**DIRECTIONS**
Repeat the records exactly. Every line must match.

**LISTING**
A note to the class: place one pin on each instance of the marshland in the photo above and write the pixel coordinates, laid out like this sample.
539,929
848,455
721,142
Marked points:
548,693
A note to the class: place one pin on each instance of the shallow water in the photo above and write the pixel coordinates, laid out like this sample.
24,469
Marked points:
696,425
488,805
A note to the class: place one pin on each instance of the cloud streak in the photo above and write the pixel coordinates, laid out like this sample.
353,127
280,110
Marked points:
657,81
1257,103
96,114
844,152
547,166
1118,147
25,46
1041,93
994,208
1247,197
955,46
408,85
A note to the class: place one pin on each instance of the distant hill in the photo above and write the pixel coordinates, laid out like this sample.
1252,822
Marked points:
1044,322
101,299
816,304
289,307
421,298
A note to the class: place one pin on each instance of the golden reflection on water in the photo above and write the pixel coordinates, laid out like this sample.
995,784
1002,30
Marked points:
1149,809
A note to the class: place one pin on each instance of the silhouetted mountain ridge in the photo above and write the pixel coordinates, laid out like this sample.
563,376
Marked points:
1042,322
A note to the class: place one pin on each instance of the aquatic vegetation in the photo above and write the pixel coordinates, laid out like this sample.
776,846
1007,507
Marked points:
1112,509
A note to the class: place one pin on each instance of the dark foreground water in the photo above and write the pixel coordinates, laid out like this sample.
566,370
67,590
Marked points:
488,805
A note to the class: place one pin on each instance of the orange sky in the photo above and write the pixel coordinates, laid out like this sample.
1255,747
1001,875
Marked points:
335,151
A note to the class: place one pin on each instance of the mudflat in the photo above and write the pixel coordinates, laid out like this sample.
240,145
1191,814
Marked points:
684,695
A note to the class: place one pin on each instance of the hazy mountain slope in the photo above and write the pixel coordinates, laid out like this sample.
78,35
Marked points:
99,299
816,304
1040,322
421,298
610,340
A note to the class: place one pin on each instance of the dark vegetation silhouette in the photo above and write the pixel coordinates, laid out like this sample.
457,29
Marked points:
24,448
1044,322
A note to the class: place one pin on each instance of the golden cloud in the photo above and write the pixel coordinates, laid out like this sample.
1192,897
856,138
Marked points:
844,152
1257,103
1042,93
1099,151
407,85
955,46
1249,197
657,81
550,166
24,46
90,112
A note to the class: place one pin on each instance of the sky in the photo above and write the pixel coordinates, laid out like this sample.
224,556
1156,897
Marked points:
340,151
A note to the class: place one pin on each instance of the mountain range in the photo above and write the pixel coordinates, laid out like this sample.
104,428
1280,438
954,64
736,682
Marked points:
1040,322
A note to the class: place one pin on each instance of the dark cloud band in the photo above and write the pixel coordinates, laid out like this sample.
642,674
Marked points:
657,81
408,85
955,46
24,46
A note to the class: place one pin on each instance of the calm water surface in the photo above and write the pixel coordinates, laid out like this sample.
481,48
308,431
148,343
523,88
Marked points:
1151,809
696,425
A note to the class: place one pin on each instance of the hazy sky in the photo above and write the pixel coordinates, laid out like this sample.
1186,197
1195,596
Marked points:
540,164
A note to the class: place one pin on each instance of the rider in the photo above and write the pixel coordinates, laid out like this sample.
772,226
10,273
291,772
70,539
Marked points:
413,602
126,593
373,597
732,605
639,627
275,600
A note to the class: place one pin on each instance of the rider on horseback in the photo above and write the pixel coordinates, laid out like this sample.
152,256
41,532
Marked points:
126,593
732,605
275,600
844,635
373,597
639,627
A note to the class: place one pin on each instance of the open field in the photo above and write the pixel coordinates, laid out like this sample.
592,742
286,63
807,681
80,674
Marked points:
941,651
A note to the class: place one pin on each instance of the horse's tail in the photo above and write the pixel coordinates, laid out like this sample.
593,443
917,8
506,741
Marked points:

**EXPECTED OUTPUT**
A note to the class: place one pin on each instance of the marshland in the photo above and write the pixel coordinates, laid out like this sample.
539,929
848,455
721,142
Marked points:
548,693
A note to the class: place one pin on each instance of the shallow water in the photo above and write the pixel coordinates, laid out like this sample.
24,469
Marked points:
696,425
488,805
A note to the class: place one pin on each instance of the cloud streak in the photo above and write the pixel coordinates, laid out like this sample.
353,127
280,110
Marked points:
657,81
1257,103
96,114
844,152
547,166
1118,147
25,46
1041,93
994,208
1247,197
955,46
408,85
A note to the class: place one pin on each instance of the distant hill in the photo above and write the pixel coordinates, laid out like this sample.
1252,822
Marked points:
1044,322
101,299
816,304
289,307
421,298
A note to the class: place one pin on each instance of the golden reflection on water in the photo above and write the pixel coordinates, laid out like this sample.
995,784
1002,30
Marked points:
1149,809
A note to the class: place one pin on each instance of the silhouetted mountain ridge in the photo above and write the pixel coordinates, laid out like this sample.
563,376
Marked points:
1042,322
A note to the class: place one pin on each instance of the aquatic vegetation in the photo above and write the pixel coordinates, laid out like this sample.
776,846
1007,507
Marked points:
1112,509
A note to the class: place one pin on each instance of the dark foreground water in the photo above and write the pixel coordinates, laid out like this sample.
566,370
67,590
Marked points:
488,805
A note to the class: place one pin on each instance of the orange sky in the photo above and write the pixel coordinates, laid out like this sample.
1255,747
1001,875
Marked points:
335,151
A note to the class: place one pin on each instance of the mudflat in the photo above and write the pixel coordinates, laid out like this sample.
240,145
1191,814
Marked points:
684,695
A note to the class: place one pin on each instance of the hazy mountain slope in the photo above and write the pixel coordinates, laid out like this sample.
78,35
Marked points:
99,299
816,304
1040,322
421,298
610,340
A note to the class: place one pin on each instance of the dark vegetation silhouette in the photo above and write the pixel coordinates, laid out like this sample.
457,29
Marked points:
24,448
1044,322
A note to the class: place one pin on each instance of the golden cloud in the photo above and write the pixel coordinates, laid out like this sample.
1192,897
856,138
Marked points:
844,152
1257,103
1042,93
1099,151
407,85
955,46
1249,197
657,81
550,166
24,46
90,112
A note to the class: place one pin on each instance of the sky in the photo above and write the pixel coordinates, laid out like this sample.
224,556
1156,897
Marked points:
340,151
A note to the class: place one pin on each instance of the mountain range in the photo above and write the pixel coordinates, laid out like this sample.
104,428
1280,438
954,64
736,682
Marked points:
1040,322
A note to the class: place one pin on each instance of the dark cloud band in the photo above and write the pixel coordinates, laid out like this sample.
642,674
Marked points:
657,81
408,85
955,46
24,46
A note to the class: place one pin on each instance of the calm water surface in the photo above and write the pixel coordinates, laid out like this sample.
481,48
308,431
148,343
523,88
Marked points:
1151,809
696,425
A note to the class: place one pin on each instance of the hazy sky in the photo above and write the pixel coordinates, laid out like this sample.
1186,197
1195,596
Marked points:
540,164
A note to the class: place one pin on each instance of the rider in the photo above and write the pixel coordinates, laid out like this sample.
772,226
10,273
291,772
70,539
Marked points:
413,602
126,593
373,597
732,605
639,627
275,600
A note to the class: place one pin on each instance of the rider on horseback in the photo above and write the pixel coordinates, laid out like this sample.
152,256
41,532
Marked points:
126,593
732,605
275,600
844,635
373,597
639,627
A note to the class: place one pin on each instance of the open field in the photo above and write the pixel coordinates, laid out like this sample.
592,742
286,63
807,681
80,674
Marked points:
941,651
A note to the class: place one pin on each instance of the horse's tail in the photo above and write the pixel coordinates, laid out like this sample.
593,443
917,8
506,741
Marked points:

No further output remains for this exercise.